Florida Plastic Surgeon Dr. Wigoda Speaks on Teens, Plastic Surgery and Bullying

Plastic surgery to avoid bullying? Are South Florida teens ready to go under the knife? Should we be thinking of Botox, Boobs and Nose Jobs to avoid bullying? Media outlets such as Good Morning America and The Today Show are reporting a growing number of teens requesting plastic surgery as a reprieve from bullying.

According to CDC data, one in five high school students are bullied on school grounds every year. Even future pop superstar Lady Gaga was teased about her appearance as a child: the singer recounted being taunted and thrown in a trash can on The View on Monday.

High school senior Erica Morgo tried to break her own nose after constant teasing. After the incident, her mother, Dana Manzella, decided to allow her then 15-year-old daughter to undergo cosmetic surgery.

Teasing is torture to teens. So when 13-year-old Aubrey Woodward told The Today Show she wants plastic surgery to get her ears pinned back, she said it was because, “it makes me feel really bad” when she gets teased about them.

■ **DATA EXCERPTS**
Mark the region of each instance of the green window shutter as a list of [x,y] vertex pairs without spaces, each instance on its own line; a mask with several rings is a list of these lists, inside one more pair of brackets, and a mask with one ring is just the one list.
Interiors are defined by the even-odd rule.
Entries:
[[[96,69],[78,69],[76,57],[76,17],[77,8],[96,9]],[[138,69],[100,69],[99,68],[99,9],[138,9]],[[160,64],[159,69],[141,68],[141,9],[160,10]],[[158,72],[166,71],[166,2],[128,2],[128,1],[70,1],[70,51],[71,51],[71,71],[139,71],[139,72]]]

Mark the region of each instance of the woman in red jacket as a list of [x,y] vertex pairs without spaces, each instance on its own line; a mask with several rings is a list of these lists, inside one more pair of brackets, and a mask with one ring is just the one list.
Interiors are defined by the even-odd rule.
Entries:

■ **USING THE INFORMATION**
(a) Copy the article on teens and plastic surgery, starting with "According to CDC" and going on through "View on Monday.", and replace "trash can" with "garbage bin".
(b) In the article on teens and plastic surgery, what does Aubrey Woodward want done through plastic surgery?

■ **ACTIVITY ANSWERS**
(a)
According to CDC data, one in five high school students are bullied on school grounds every year. Even future pop superstar Lady Gaga was teased about her appearance as a child: the singer recounted being taunted and thrown in a garbage bin on The View on Monday.

(b) She wants her ears pinned back.